§ **READING PASSAGE**:
-=-=-=-=-

The advocates of peace maintain their principles. Not only so; they do not rest from their labors; they will not allow the results thus far obtained to slip from their grasp. The institutions created at The Hague, despite the resistance of bellicose Powers, are faithfully guarded by those who helped to create them. The Interparliamentary Union, now in session at Paris, has assumed the task of popularizing, developing and executing the Articles of The Hague. Their co-operators in England continue to protest against the South African war and the subjugation of the Boers, in spite of the supercilious jingoism of government and of the hypnosis of the masses. The Social Democrats, the Ethicists—men of independent tendencies, all of them—lift up warning voices against the fever of Imperialism in general, and specifically against the reckless love of adventure which first scents loot and then seeks revenge in expeditions against a country with four hundred million peace-loving inhabitants.

-=-=-=-=-

§ **DATA FOR ANALYSIS**:
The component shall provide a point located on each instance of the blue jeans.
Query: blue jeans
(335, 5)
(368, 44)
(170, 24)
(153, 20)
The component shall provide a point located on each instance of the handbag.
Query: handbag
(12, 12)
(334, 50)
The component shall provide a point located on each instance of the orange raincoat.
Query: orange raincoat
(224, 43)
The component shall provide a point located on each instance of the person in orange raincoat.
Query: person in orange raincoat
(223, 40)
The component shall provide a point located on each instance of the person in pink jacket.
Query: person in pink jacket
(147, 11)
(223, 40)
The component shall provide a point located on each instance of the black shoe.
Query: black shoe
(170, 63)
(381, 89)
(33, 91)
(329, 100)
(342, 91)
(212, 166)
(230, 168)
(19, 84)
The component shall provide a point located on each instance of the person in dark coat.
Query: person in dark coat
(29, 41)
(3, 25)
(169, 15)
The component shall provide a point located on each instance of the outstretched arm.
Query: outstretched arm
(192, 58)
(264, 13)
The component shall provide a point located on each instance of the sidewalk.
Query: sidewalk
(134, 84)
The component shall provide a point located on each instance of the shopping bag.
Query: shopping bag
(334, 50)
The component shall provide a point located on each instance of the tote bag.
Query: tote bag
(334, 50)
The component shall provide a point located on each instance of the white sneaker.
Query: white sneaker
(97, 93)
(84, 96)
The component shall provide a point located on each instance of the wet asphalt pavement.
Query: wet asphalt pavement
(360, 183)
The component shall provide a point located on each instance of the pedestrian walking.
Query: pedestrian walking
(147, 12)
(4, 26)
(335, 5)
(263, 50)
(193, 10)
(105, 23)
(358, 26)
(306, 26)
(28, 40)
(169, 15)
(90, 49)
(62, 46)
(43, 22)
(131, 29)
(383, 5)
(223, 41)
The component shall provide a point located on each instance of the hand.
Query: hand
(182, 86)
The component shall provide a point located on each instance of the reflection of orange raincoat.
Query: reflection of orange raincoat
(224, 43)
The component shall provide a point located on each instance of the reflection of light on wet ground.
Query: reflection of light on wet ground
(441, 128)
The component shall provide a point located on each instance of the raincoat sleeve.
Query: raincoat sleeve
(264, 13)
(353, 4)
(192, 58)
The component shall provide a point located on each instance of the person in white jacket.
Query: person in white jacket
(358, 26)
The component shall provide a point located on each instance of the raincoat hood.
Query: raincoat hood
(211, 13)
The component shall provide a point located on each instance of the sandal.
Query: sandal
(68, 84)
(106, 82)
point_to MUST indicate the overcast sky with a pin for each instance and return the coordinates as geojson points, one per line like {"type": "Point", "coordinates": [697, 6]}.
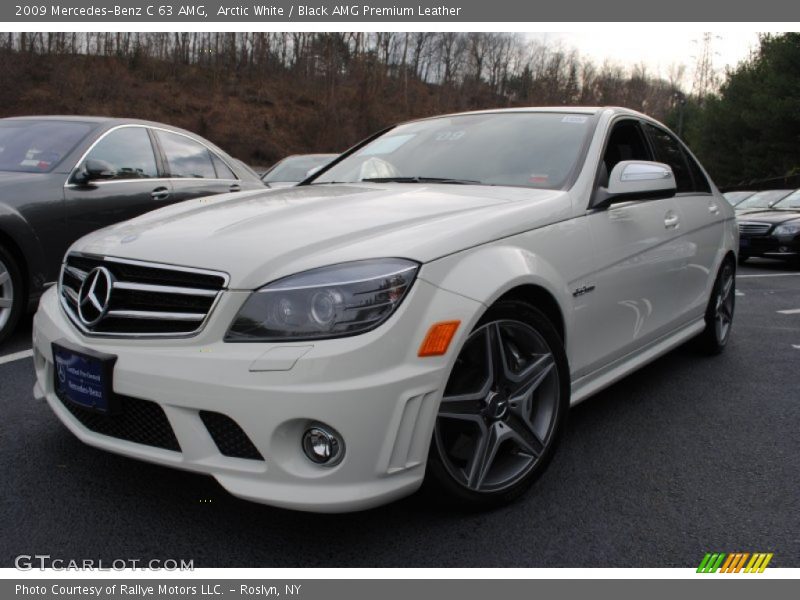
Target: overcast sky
{"type": "Point", "coordinates": [658, 48]}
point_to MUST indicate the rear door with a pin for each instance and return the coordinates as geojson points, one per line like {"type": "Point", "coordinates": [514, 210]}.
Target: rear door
{"type": "Point", "coordinates": [137, 185]}
{"type": "Point", "coordinates": [629, 299]}
{"type": "Point", "coordinates": [702, 215]}
{"type": "Point", "coordinates": [194, 169]}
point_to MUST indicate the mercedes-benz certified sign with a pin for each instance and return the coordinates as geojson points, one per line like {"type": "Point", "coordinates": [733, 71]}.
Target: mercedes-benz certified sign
{"type": "Point", "coordinates": [95, 296]}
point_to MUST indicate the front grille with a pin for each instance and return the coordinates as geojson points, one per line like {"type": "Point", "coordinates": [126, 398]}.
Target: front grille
{"type": "Point", "coordinates": [230, 439]}
{"type": "Point", "coordinates": [143, 299]}
{"type": "Point", "coordinates": [748, 228]}
{"type": "Point", "coordinates": [139, 421]}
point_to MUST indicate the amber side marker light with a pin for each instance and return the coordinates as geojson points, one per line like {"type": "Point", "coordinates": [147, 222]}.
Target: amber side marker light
{"type": "Point", "coordinates": [438, 338]}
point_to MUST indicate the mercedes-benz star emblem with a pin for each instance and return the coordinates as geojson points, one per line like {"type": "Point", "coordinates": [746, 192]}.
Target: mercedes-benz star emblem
{"type": "Point", "coordinates": [95, 296]}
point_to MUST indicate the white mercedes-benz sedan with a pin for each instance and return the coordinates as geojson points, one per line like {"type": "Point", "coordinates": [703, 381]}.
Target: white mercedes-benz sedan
{"type": "Point", "coordinates": [426, 308]}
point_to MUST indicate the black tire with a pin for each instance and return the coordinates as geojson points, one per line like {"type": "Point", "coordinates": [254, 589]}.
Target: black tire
{"type": "Point", "coordinates": [10, 290]}
{"type": "Point", "coordinates": [715, 337]}
{"type": "Point", "coordinates": [515, 324]}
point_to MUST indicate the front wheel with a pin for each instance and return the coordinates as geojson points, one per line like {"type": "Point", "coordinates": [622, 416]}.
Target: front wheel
{"type": "Point", "coordinates": [502, 410]}
{"type": "Point", "coordinates": [10, 294]}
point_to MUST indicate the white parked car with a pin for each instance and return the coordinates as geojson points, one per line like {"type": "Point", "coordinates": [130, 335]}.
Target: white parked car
{"type": "Point", "coordinates": [427, 308]}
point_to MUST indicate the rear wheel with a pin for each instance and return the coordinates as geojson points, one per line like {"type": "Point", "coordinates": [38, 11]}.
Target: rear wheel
{"type": "Point", "coordinates": [502, 410]}
{"type": "Point", "coordinates": [719, 312]}
{"type": "Point", "coordinates": [10, 294]}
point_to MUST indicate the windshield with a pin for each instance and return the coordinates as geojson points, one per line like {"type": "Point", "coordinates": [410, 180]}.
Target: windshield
{"type": "Point", "coordinates": [38, 146]}
{"type": "Point", "coordinates": [791, 202]}
{"type": "Point", "coordinates": [296, 168]}
{"type": "Point", "coordinates": [528, 149]}
{"type": "Point", "coordinates": [763, 199]}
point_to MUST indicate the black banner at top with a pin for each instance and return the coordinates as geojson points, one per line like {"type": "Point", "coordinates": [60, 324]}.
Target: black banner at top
{"type": "Point", "coordinates": [417, 11]}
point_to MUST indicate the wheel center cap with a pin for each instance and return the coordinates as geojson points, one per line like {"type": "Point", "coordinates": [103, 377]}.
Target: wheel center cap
{"type": "Point", "coordinates": [496, 405]}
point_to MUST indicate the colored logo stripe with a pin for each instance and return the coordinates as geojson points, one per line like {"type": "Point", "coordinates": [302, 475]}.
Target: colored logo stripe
{"type": "Point", "coordinates": [734, 562]}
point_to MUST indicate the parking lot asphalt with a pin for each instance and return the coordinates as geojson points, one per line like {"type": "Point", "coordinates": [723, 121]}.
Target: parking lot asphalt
{"type": "Point", "coordinates": [689, 455]}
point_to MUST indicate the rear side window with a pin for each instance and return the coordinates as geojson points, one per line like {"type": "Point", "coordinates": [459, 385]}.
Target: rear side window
{"type": "Point", "coordinates": [38, 146]}
{"type": "Point", "coordinates": [185, 157]}
{"type": "Point", "coordinates": [688, 175]}
{"type": "Point", "coordinates": [128, 152]}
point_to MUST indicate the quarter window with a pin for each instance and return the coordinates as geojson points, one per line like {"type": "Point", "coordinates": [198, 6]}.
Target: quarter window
{"type": "Point", "coordinates": [185, 157]}
{"type": "Point", "coordinates": [128, 152]}
{"type": "Point", "coordinates": [223, 171]}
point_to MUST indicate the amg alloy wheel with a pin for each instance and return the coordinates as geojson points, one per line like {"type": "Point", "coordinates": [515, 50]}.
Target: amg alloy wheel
{"type": "Point", "coordinates": [719, 313]}
{"type": "Point", "coordinates": [502, 407]}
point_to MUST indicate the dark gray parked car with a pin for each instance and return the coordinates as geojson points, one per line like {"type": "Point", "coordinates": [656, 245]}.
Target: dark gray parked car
{"type": "Point", "coordinates": [62, 177]}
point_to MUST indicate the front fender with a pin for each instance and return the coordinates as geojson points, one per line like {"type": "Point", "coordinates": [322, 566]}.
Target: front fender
{"type": "Point", "coordinates": [18, 232]}
{"type": "Point", "coordinates": [487, 273]}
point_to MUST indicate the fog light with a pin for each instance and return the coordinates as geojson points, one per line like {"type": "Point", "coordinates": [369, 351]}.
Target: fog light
{"type": "Point", "coordinates": [323, 446]}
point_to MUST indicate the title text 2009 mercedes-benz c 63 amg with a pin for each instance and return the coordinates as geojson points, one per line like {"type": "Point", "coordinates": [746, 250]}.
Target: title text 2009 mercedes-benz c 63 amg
{"type": "Point", "coordinates": [426, 307]}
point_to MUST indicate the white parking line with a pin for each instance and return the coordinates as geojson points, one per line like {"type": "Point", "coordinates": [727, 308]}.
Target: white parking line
{"type": "Point", "coordinates": [16, 356]}
{"type": "Point", "coordinates": [767, 275]}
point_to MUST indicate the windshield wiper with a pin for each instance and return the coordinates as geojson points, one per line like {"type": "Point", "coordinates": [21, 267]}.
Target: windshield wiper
{"type": "Point", "coordinates": [418, 179]}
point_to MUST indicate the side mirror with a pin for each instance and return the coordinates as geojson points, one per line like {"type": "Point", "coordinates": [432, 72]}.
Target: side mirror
{"type": "Point", "coordinates": [636, 180]}
{"type": "Point", "coordinates": [94, 169]}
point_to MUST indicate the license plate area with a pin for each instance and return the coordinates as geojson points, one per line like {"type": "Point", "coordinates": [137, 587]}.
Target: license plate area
{"type": "Point", "coordinates": [84, 377]}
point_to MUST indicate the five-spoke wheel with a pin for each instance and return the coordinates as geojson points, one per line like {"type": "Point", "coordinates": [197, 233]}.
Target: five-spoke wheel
{"type": "Point", "coordinates": [502, 406]}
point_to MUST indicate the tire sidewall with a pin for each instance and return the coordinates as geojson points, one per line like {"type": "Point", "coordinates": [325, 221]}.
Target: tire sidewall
{"type": "Point", "coordinates": [713, 343]}
{"type": "Point", "coordinates": [438, 479]}
{"type": "Point", "coordinates": [16, 280]}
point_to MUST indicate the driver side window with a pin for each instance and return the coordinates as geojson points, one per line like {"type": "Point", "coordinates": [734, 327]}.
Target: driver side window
{"type": "Point", "coordinates": [626, 142]}
{"type": "Point", "coordinates": [127, 152]}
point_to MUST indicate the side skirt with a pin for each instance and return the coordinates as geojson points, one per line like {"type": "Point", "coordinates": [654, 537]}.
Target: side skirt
{"type": "Point", "coordinates": [602, 378]}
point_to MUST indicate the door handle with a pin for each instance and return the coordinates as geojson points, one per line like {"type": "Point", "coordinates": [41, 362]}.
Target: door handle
{"type": "Point", "coordinates": [671, 221]}
{"type": "Point", "coordinates": [160, 193]}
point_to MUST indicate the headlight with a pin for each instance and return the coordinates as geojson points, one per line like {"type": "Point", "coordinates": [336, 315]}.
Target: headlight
{"type": "Point", "coordinates": [787, 229]}
{"type": "Point", "coordinates": [336, 301]}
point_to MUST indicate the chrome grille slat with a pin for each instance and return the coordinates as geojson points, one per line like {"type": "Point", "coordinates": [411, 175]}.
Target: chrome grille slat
{"type": "Point", "coordinates": [146, 299]}
{"type": "Point", "coordinates": [79, 274]}
{"type": "Point", "coordinates": [163, 289]}
{"type": "Point", "coordinates": [154, 315]}
{"type": "Point", "coordinates": [754, 228]}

-=-=-=-=-

§ **TASK OBJECTIVE**:
Answer these questions from the passage on the advocates of peace:
1. Where is the Interparliamentary Union in session?
2. Against what do the co-operators in England continue to protest?
3. How many inhabitants does the passage give for the country against which expeditions are sent?
Draw only on the passage about the advocates of peace, not on the data.

§ **SOLUTION**:
1. Paris.
2. The South African war and the subjugation of the Boers.
3. Four hundred million peace-loving inhabitants.